Written instruction 1 – In the turntable review, what cartridge went on the Sanyo TP-1020 because its tonearm seemed heavy?

There is nothing bad I could say about this table in terms of performance. I've equipped this table with a Shure M91 aka Realistic R1000 and put a new aftermarket stylus. A new belt from Germany, a good servicing and quick polishing of the dustcover and it's ready to go!

Additional Link!

Sanyo TP-1020 Turntable

That's right, I got myself a Sanyo! It's actually not a bad unit when you start stripping it down. I know, the overall black motif isn't awe-inspiring but, it is quite the performer. It's definitely better built than some other turntable I've come across. The motor, especially, is quite good.

So, what can I say about this Sanyo? Well, it's definitely a CEC built table. Apparently, it as a twin called the Grundig PS-1020, tonearm looks different but, probably performs the same. It's your typical Japanese made direct drive turntable, 2-speed, pitch control and automatic return/reject (semi-automatic). It was a quite easy to work, everything was laid out nicely and everything was within reach to get too. Definitely better built than some of the Japanese turntables of the late 70s and into the 80s.

I think one of the more common features with the Sanyo is the mirror at the base of the platter. It's an inspection mirror for the needle and I like it!

I found the tonearm to be on the heavy side, so I put a nice ADC QLM on it. It's a very underrated turntable and the only down fall is really the name it's associated with and the black motif.

Overall, it's a well made, reliable turntable from Japan, what's not to like about it? I know I like it and more than I thought I would. Granted, I've always have a soft spot for lesser known direct drive tables from Japan, despite, there were only a handful of companies that made turntables.

This is a great starter table.

Additional Link!

Written instruction 2 – Return every line of the entries below that contains the string "pitch", treating uppercase and lowercase as different.

Supplied entries –
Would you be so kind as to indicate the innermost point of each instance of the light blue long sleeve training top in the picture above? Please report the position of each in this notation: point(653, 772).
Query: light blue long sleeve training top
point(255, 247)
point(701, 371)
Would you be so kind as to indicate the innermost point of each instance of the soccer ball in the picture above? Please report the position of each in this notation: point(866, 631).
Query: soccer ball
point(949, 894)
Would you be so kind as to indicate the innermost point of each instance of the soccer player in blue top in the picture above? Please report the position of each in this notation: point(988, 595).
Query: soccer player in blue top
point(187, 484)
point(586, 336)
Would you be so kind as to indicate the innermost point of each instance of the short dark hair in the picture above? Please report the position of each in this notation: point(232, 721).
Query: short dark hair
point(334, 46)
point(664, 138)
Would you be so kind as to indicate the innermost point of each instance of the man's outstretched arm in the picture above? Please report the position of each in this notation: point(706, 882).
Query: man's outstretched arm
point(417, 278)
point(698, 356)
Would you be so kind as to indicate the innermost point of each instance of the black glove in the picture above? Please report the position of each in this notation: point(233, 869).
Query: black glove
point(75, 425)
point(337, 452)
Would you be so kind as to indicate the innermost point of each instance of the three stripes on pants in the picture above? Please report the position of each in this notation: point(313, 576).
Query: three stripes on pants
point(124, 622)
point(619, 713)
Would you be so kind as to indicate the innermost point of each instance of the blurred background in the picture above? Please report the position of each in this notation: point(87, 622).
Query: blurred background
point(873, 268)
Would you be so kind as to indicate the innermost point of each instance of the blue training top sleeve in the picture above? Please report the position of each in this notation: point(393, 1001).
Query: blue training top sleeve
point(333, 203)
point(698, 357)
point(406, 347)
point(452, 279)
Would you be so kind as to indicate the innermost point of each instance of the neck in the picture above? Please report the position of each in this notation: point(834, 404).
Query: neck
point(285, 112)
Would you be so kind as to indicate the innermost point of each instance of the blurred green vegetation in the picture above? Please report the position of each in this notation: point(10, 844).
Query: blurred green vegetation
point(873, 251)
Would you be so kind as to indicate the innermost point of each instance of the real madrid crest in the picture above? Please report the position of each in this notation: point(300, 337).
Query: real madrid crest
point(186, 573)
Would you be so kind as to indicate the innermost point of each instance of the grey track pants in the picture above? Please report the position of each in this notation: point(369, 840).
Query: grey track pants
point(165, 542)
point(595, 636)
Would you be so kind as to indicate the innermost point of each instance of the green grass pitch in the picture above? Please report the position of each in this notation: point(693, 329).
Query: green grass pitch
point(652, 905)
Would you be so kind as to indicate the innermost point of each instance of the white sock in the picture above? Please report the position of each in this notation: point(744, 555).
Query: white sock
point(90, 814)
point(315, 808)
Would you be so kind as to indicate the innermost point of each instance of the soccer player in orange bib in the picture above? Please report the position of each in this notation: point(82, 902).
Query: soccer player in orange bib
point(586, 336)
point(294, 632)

--

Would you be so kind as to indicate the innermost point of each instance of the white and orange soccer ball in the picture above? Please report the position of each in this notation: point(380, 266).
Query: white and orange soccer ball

Final result 1 – An ADC QLM.

Final result 2 –
Would you be so kind as to indicate the innermost point of each instance of the green grass pitch in the picture above? Please report the position of each in this notation: point(693, 329).
Query: green grass pitch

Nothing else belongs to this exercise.